In the stretch of the blog post from "That’s really pretty" through "introducing my daughter.", swap "marriage" for "college" and give the passage again.

PAGE TEXT:
- - - - - - -

That’s really pretty awesome, in the original sense of the word.
If the first chapter of my life was growing up, and the second was independence and marriage, tomorrow or the day after will clearly begin the third chapter. So, here we go. I expect the next post will be the one introducing my daughter.
End Chapter 2.
If you’re wondering why I haven’t pushed the “Owl Book” more, it’s because I’ve discovered it is fucking expensive to print color. It’s looking like this 24-page book is going to cost something like $15. That’s ridiculous, but it’s a whole other order of magnitude on the ridiculous scale when you realize my last book was 100 pages and sold for $10. What the hell do they make color ink out of anyway? Baby harp seals?
With shipping, it cost me an absurd amount to get my proof copy from Blurb. Something like $22, after coupons. The printing is gorgeous, and the quality is amazing, but I can’t even sell that to people “at cost” with a straight face. I found a way to shave at least $3 off the base price with Lulu, but for some reason their book upload process shits the bed when faced with CMYK files, and all my colors turned neon.
As interesting as my new book about a radioactive owl was, it’s not quite what I had in mind. As was evidenced by my stream of consciousness tweets.
Don’t worry, the neighbors don’t even have a cat. (any more)
So I converted everything, and now I’m going to sit here wondering what the hell the colors in this book will actually be when it shows up on my doorstep in a week. And then, if it looks as good as it should, I’ll put up a site and pimp this owl properly*.
If you people didn’t keep liking this stupid shit I do, I wouldn’t have to go to all this trouble.
Thanks for that.
*I am totally going to start a gameshow called Pimp this Owl Properly. Who’s with me?
So, how about them timely updates? Eh? EH?
Sorry everyone. I mean if any of you are still here. Since I haven’t bothered to do even a Friday Feature in like, a month.
Much of this is due to the insanity that is my life right now. The sad thing is that insanity makes for good reading, and so the blog should be bloggier than ever. Chock full of blogginess. It should be blogglutony up in here.
But things are happening at the speed of life these days, a velocity with is entirely outside of my control no matter what the odometer reads. And I feel it’s more important to live the experiences I’m having rather than spending time recording them. In a world of social media this is perhaps a revolutionary act. If so, hand me a torch, and point me towards the occupation.
At the end of last year, I started to get really burned out on the blog. I didn’t like the quality of the posts I was putting up, and I often found myself up until midnight trying to dash out a post just to meet my own arbitrary deadline. That seems dumb. Bad enough I submit the internet to my narcissistic ramblings, they should at least be well-written ones.
So it’s time to switch things up. This is still my home on the web, but blogging itself is no longer my creative focus. I want to do stuff that scares me slightly, and this format is too familiar. A few years ago I read this post on Wil Wheaton’s blog, and it mildly changed my life. I published my first book. Now I’ve published my second one. There are other firsts and seconds of things in the works that I won’t tell you about right now. But they’re coming. And right now, they’re way more interesting to me than making fun of myself in long-copy format.

- - - - - - -

RECORDED DATA:
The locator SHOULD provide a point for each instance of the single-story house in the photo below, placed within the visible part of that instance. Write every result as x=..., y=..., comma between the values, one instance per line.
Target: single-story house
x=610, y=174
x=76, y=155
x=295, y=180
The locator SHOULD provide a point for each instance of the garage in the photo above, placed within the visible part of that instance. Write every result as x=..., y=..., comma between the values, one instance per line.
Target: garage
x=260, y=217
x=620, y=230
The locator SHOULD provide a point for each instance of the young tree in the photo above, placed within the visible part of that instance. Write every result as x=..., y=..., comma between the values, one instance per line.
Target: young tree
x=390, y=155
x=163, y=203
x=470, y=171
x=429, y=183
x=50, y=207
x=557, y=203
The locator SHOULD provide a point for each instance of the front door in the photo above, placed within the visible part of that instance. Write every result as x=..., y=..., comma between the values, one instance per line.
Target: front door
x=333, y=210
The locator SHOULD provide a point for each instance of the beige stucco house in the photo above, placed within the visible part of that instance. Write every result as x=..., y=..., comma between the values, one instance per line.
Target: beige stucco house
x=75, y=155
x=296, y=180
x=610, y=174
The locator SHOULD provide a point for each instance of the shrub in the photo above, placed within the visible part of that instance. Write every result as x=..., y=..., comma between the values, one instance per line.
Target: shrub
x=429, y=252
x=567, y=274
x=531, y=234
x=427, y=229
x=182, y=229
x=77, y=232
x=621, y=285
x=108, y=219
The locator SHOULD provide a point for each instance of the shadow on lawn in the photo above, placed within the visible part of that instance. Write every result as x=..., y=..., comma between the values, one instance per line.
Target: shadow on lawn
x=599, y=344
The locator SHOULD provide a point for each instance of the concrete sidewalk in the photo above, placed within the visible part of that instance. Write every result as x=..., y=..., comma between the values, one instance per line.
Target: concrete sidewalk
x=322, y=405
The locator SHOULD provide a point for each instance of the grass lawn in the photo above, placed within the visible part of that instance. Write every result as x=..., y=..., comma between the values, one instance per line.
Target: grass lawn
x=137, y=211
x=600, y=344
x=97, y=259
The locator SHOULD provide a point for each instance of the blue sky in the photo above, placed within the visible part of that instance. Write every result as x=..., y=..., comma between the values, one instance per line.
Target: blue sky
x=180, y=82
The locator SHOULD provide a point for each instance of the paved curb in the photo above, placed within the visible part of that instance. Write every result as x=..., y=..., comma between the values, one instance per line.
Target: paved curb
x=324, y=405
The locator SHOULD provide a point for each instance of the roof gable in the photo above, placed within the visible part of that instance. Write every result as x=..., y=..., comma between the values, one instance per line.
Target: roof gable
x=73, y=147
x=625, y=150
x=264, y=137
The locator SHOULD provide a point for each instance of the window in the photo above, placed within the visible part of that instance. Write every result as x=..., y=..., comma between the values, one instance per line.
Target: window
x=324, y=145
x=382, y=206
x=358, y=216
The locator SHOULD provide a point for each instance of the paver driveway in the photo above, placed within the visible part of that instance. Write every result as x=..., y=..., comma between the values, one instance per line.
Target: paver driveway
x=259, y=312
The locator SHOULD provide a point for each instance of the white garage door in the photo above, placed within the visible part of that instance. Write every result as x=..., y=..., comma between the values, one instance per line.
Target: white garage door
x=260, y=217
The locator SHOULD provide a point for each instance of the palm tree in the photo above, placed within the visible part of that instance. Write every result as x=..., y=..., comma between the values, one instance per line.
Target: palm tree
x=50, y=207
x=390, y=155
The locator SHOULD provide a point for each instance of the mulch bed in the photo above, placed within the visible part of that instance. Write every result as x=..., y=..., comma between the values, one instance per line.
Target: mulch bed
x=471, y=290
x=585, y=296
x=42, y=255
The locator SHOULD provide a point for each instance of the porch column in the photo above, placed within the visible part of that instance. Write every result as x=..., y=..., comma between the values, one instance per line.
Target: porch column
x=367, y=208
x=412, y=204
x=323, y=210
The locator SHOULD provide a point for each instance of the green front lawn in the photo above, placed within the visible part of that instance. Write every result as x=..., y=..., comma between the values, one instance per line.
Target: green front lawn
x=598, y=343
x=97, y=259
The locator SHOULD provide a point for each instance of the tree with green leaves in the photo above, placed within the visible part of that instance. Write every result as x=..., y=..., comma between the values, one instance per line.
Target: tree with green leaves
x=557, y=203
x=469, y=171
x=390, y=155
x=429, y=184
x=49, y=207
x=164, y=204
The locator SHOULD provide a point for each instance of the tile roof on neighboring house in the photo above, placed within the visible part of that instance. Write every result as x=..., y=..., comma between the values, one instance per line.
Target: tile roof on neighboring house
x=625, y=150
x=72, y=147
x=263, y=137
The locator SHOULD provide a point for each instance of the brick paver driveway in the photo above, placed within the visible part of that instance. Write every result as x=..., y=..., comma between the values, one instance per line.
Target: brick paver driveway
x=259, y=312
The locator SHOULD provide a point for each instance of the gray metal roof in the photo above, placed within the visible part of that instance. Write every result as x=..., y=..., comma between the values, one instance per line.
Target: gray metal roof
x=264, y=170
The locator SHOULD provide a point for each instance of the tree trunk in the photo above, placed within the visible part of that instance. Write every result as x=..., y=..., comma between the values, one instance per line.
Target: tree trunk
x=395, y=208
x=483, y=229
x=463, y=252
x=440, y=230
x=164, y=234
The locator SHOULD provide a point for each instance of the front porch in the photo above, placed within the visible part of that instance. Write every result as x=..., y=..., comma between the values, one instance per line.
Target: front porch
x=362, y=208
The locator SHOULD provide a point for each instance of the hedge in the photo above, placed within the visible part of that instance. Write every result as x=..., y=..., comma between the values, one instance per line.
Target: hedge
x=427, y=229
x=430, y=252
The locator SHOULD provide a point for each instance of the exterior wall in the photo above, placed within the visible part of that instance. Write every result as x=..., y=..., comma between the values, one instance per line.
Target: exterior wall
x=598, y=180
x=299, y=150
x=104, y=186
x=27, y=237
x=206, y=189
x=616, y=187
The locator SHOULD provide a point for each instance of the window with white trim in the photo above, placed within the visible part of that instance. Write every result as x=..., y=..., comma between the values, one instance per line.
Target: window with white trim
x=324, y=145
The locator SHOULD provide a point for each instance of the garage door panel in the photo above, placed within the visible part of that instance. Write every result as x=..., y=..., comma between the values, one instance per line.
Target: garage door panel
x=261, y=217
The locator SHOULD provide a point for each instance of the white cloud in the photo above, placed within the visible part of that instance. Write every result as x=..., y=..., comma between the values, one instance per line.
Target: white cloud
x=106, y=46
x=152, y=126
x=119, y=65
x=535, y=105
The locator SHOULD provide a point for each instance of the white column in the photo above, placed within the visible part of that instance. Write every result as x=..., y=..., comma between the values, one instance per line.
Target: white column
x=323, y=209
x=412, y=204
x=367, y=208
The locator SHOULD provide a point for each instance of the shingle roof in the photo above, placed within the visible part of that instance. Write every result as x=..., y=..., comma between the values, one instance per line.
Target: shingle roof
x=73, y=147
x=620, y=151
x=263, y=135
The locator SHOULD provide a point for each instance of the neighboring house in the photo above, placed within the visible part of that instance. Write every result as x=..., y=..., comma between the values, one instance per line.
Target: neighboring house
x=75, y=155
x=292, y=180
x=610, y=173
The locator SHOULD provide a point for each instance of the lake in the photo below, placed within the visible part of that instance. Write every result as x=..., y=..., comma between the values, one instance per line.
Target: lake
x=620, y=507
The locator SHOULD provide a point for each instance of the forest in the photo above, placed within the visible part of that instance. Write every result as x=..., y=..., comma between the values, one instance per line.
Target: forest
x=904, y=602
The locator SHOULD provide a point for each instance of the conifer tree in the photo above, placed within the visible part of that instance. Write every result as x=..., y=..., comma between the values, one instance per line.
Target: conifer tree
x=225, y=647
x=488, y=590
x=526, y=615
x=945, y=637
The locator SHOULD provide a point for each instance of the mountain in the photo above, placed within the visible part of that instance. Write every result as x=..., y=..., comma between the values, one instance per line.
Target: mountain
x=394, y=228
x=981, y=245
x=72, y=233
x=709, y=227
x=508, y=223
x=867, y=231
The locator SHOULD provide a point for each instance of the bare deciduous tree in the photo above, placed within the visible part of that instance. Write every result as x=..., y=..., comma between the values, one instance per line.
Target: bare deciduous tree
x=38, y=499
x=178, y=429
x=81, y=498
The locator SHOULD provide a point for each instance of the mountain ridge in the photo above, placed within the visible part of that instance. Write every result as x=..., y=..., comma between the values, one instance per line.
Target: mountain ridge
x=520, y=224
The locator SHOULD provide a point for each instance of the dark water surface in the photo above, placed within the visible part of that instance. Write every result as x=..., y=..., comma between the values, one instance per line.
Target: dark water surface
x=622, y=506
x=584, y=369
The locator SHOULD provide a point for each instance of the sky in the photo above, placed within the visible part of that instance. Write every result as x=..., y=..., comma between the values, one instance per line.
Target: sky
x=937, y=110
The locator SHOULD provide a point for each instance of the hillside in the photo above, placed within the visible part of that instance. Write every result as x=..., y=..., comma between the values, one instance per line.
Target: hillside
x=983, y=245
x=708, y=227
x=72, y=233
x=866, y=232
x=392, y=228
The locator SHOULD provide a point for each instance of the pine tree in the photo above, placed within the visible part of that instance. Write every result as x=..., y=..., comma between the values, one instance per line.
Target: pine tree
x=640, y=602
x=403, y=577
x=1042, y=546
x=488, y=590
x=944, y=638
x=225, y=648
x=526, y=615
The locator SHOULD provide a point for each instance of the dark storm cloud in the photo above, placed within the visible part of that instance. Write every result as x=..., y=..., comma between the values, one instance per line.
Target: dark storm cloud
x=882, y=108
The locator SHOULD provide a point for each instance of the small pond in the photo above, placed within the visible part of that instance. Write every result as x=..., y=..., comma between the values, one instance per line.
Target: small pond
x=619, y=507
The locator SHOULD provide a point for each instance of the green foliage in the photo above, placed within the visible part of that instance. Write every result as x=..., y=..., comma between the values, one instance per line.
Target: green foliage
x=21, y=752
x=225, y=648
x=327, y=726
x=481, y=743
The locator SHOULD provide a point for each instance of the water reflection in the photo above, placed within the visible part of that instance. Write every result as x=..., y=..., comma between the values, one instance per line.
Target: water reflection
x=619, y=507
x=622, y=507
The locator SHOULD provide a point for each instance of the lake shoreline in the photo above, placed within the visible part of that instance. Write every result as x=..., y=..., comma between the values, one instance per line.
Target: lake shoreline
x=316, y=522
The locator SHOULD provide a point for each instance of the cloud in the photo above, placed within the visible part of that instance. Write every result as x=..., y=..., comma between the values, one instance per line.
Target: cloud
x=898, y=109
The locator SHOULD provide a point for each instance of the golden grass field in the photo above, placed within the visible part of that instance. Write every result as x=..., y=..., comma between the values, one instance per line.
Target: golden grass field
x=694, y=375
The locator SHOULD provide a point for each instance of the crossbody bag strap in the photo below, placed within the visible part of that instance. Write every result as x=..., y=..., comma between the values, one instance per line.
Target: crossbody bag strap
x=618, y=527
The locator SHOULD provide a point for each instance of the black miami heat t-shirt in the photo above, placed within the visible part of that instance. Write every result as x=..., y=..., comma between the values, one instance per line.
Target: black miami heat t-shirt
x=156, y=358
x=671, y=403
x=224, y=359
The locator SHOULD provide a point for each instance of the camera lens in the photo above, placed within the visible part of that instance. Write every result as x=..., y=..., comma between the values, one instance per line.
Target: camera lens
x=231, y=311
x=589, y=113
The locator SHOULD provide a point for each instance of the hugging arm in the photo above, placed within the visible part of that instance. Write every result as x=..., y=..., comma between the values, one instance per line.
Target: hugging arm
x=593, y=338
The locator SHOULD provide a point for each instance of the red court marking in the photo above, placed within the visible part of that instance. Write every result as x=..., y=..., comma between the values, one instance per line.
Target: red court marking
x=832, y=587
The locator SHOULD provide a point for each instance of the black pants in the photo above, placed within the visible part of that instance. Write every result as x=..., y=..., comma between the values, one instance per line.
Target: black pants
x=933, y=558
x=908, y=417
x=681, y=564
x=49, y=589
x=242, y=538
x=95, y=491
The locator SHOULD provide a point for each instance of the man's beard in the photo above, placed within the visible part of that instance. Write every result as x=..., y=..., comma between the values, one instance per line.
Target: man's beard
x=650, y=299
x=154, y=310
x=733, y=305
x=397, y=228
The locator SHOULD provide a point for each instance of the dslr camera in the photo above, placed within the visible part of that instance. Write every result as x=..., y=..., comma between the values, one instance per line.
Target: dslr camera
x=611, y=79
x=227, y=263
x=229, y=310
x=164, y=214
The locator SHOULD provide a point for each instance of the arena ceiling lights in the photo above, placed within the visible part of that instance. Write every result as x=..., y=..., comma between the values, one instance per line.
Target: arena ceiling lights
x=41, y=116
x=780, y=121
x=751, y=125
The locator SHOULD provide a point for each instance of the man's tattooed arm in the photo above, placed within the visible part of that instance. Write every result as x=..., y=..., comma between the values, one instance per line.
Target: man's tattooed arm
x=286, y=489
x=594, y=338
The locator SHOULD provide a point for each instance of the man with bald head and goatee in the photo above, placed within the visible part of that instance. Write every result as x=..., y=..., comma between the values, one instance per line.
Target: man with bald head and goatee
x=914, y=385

- - - - - - -

SOLUTION TO THIS EXERCISE:
That’s really pretty awesome, in the original sense of the word.
If the first chapter of my life was growing up, and the second was independence and college, tomorrow or the day after will clearly begin the third chapter. So, here we go. I expect the next post will be the one introducing my daughter.